PROMPT A:
From the NetworKit notebook, reproduce the stretch from "In this notebook" through "communities = nk.community.detectCommunities(G)".
PROMPT B:
Answer these questions using the NetworKit notebook:
(i) Which algorithm does detectCommunities use when nothing is passed through the algo parameter?
(ii) What modularity value is printed for the karate graph?
(iii) What does the PLM algorithm do when the refine parameter is set to true?

EXCERPT TO READ:
- - -

In this notebook we will cover some community detection algorithms implemented in the community module of NetworKit. Community detection is concerned with identifying groups of nodes which are significantly more densely connected to each other than to the rest of the network. As a first step we import NetworKit:
[1]:
import networkit as nk
The community module provides a top-level function, detectCommunities(G, algo=None, inspect=True) to perform community detection of a given graph with a suitable algorithm, and print some statistics about the result. If no algorithm is specified via the algo parameter, community detection is performed using the
PLM algorithm.
This function can be used as follows:
[2]:
# Read graph
G = nk.readGraph("../input/karate.graph", nk.Format.METIS)
communities = nk.community.detectCommunities(G)
Communities detected in 0.00044 [s]
solution properties:
------------------- ---------
# communities 4
min community size 5
max community size 12
avg. community size 8.5
imbalance 1.33333
edge cut 21
edge cut (portion) 0.269231
modularity 0.41979
------------------- ---------
The following sections cover two popular community detection algorithms, PLM and PLP, and will illustrate how to use them.
NetworKit provides a parallel implementation of the well-known Louvain method, which can be found in the PLM class. It yields a high-quality solution at reasonably fast running times. The constructor PLM(Graph, refine=False, gamma=0.1, par='balance', maxIter=32, turbo=True, recurse=True) expects a
networkit.Graph as a mandatory parameter. If the parameter refine is set to true, the algorithm performs a second move phase to refine the communities. The parameter gamma defines the multi-resolution modularity parameter. The string par defines the openmp parallelization strategy. maxIter is the maximum number of iterations for move phase. When turbo is set to true, the
algorithm is faster but uses O(n) additional memory per thread. Set recurseto true in order to use recursive coarsening. Refer to this for more details on recursive coarsening.

- - -

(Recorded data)
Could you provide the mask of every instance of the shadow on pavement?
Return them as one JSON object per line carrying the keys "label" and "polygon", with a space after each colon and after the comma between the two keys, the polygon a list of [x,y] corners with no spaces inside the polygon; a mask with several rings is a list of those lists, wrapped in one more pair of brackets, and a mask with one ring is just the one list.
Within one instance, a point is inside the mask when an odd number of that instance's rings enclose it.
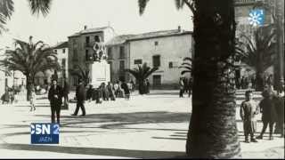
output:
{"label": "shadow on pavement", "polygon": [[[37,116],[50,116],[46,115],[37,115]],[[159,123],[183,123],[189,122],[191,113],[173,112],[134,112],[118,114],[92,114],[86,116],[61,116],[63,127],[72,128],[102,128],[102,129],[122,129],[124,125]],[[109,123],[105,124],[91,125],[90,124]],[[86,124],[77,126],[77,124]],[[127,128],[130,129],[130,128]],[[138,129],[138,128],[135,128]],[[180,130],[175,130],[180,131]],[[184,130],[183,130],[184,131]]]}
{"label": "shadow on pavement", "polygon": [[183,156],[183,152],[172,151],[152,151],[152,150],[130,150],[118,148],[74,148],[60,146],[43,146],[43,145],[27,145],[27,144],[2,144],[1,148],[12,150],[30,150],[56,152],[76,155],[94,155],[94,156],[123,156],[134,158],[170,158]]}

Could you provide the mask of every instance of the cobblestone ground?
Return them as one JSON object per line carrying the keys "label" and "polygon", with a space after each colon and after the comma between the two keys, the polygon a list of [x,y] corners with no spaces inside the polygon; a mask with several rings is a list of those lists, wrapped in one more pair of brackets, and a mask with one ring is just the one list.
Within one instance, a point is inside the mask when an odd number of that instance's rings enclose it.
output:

- - -

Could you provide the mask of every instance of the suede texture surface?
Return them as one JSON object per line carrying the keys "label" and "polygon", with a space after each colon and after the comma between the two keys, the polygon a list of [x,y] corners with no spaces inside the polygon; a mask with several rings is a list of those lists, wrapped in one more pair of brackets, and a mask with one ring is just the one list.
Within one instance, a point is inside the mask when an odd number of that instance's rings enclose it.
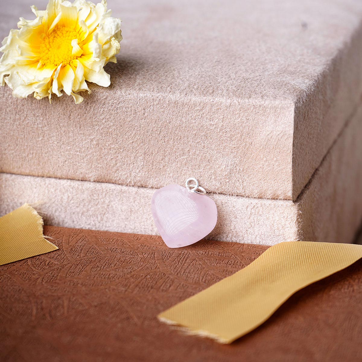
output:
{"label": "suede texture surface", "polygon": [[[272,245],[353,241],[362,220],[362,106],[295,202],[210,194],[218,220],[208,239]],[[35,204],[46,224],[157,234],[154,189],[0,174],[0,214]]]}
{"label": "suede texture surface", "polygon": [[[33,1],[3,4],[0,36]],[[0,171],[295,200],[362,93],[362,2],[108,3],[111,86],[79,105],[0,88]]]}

- - -

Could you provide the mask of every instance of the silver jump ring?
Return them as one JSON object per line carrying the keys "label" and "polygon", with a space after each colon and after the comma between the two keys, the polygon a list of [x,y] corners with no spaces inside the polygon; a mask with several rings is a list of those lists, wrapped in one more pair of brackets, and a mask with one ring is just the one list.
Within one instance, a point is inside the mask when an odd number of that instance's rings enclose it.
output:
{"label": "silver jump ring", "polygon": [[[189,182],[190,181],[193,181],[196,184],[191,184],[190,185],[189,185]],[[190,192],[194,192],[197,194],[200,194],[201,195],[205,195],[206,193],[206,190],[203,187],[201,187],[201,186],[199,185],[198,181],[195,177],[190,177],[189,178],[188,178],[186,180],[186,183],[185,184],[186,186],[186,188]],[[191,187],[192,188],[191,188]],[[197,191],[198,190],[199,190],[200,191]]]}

- - -

TASK RESULT A:
In this notebook we will cover some community detection algorithms implemented in the community module of NetworKit. Community detection is concerned with identifying groups of nodes which are significantly more densely connected to each other than to the rest of the network. As a first step we import NetworKit:
[1]:
import networkit as nk
The community module provides a top-level function, detectCommunities(G, algo=None, inspect=True) to perform community detection of a given graph with a suitable algorithm, and print some statistics about the result. If no algorithm is specified via the algo parameter, community detection is performed using the
PLM algorithm.
This function can be used as follows:
[2]:
# Read graph
G = nk.readGraph("../input/karate.graph", nk.Format.METIS)
communities = nk.community.detectCommunities(G)

TASK RESULT B:
(i) PLM
(ii) 0.41979
(iii) It performs a second move phase to refine the communities.